Excerpts from a dataset
________________________

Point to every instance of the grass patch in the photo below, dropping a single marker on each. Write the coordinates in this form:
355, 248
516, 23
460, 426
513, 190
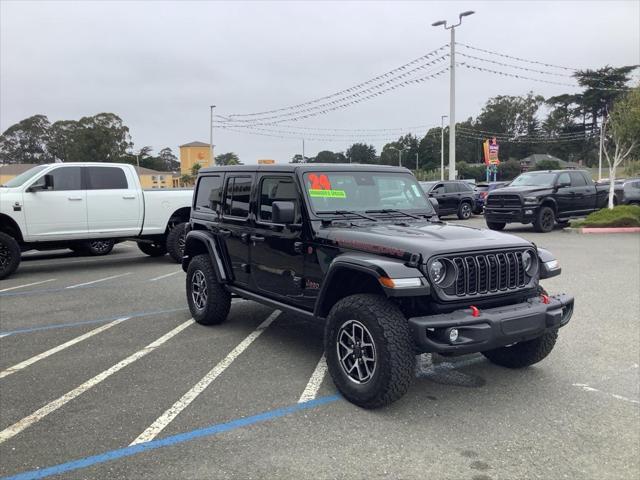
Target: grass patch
620, 216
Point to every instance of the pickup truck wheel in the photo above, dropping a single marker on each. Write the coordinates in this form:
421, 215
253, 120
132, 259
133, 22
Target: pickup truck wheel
152, 249
176, 241
369, 350
523, 354
208, 300
9, 255
464, 211
496, 225
544, 220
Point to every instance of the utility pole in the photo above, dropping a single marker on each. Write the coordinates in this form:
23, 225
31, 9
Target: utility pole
211, 107
442, 117
452, 90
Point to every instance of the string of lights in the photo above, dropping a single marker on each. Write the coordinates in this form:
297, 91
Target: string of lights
391, 73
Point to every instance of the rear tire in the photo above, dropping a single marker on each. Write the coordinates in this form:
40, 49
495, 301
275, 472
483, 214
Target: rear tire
464, 211
152, 249
496, 225
545, 220
176, 240
523, 354
369, 350
208, 300
10, 255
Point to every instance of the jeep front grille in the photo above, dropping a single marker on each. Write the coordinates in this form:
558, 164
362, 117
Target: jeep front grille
488, 273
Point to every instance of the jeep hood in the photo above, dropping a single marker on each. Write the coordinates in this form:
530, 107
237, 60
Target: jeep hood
424, 238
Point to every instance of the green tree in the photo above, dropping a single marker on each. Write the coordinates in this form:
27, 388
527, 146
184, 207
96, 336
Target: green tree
26, 141
228, 158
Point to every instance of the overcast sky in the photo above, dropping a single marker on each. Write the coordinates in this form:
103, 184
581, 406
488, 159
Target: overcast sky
159, 64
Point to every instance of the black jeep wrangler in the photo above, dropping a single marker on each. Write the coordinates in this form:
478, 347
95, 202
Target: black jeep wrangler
361, 248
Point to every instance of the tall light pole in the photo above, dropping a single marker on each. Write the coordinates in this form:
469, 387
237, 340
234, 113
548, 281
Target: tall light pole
211, 107
442, 117
452, 90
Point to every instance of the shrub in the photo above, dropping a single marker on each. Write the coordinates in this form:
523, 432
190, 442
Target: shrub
620, 216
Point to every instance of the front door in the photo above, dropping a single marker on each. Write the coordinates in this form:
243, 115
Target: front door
59, 212
277, 258
235, 231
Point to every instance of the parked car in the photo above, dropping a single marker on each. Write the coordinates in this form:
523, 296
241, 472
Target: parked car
454, 197
88, 207
544, 198
481, 191
386, 282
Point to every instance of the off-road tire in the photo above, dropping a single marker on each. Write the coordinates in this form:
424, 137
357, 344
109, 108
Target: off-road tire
217, 303
394, 358
523, 354
498, 226
175, 241
464, 211
152, 249
10, 255
545, 220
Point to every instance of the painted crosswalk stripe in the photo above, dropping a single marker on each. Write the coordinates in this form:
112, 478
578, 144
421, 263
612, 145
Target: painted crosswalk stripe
165, 276
27, 285
99, 280
167, 417
311, 390
39, 414
48, 353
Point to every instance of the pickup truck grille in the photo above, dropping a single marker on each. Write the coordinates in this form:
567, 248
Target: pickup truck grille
488, 273
501, 200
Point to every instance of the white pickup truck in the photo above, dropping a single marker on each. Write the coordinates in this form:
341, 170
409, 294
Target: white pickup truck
88, 207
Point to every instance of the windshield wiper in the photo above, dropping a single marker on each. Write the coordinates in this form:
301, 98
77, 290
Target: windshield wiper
347, 212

________________________

▶ **Problem to work on**
Write out the records above exactly as they appear, leaving out any pictures.

▶ **Solution below**
Point to every instance of the grass patch in the photo below, dropping a single marker on each. Write the coordinates in this form:
355, 248
516, 23
460, 426
513, 190
Target: grass patch
620, 216
Point to every instance of the pickup truck wheel in the photo above, dropping a single marker on each. Write the coordinates in this form:
421, 215
253, 120
132, 259
133, 22
Target: pickup truck wheel
152, 249
176, 241
369, 350
523, 354
208, 300
9, 255
464, 211
496, 225
544, 220
Point to every instance of the utility pole in the photo above, dropping a single marker on each. Write the coordinates in this form:
23, 225
31, 9
Target: utility pole
211, 107
442, 117
452, 90
Point to every instance of the string of lights in the photo above, dropping a single marker on each. Write the coordinates in this form:
297, 91
Target: string of lights
391, 73
Point to every instance of the rear tire in the photo above, dropping a single marker on each. Write the coordinates in this form:
40, 49
495, 301
275, 472
483, 214
Target: rear tire
464, 211
152, 249
496, 225
545, 220
176, 240
523, 354
369, 350
208, 300
10, 255
Point to every instance of the jeep front grille in the photo above, dropping a single marker on each. Write the coordinates in this form:
558, 164
362, 117
Target: jeep front grille
488, 273
Point to every instance of the jeep hood in the photo above, dropping a single marker on each. Write the coordinates in this form:
530, 107
237, 60
Target: jeep hood
424, 238
Point to every instance of the green tree in the photo above, dropping a single marker on each. Write the coordinates in this form:
27, 388
527, 146
184, 207
96, 336
Target: green tree
26, 141
228, 158
Point to every instance of the overcast sky in the photo above, dropping a single marker on each. Write the coordinates in this form:
103, 184
581, 406
488, 159
Target: overcast sky
159, 64
Point to every instance of the black jeep wrangler in the photo above, dropping a single marker on each. Write the coordinates in this form:
478, 347
95, 202
Target: black jeep wrangler
361, 248
Point to every instance of the tall light pole in the photo above, dropping a single marker on each. Write the coordinates in this form:
469, 387
237, 340
234, 113
548, 281
Target: tall light pole
211, 107
442, 117
452, 90
Point to every instance of the shrub in the photo above, dropping a single marker on each. Write the coordinates in this form:
523, 432
190, 442
Target: shrub
620, 216
Point to every instance of the front door in the photo above, dropping a single marker on each. Write the coordinates in this form:
243, 115
Target: front door
59, 212
277, 258
235, 231
Point to every instance of the parked car in the photo above, dropping a single marker on each. Write the coordinates in this form:
523, 296
241, 472
Target: parked car
454, 197
88, 207
544, 198
481, 191
386, 282
Point to every instance of the off-road tire in the photo above, dropping a single marker on each. Write the coordinates in this form:
424, 137
357, 344
109, 108
Target: off-road tire
217, 303
394, 358
523, 354
498, 226
175, 241
464, 211
152, 249
10, 255
545, 220
Point to every instance of the painted crosswalk stripe in the photo above, dropping a single marker on each. Write the coordinates in this form:
112, 478
578, 144
421, 263
612, 145
Target: painted crosswalk stripe
165, 276
27, 285
99, 280
167, 417
311, 390
39, 414
48, 353
Point to every instance of the pickup truck grille in the photo above, dropping a single marker on each. Write the coordinates in this form:
567, 248
Target: pickup truck grille
488, 273
501, 200
Point to every instance of the white pickup truck in the photo above, dropping a single marker on each. Write the coordinates in this form:
341, 170
409, 294
Target: white pickup truck
88, 207
Point to every instance of the windshield wiper in the photo above, dropping a single marker on each. Write the coordinates in this form:
301, 98
77, 290
Target: windshield wiper
347, 212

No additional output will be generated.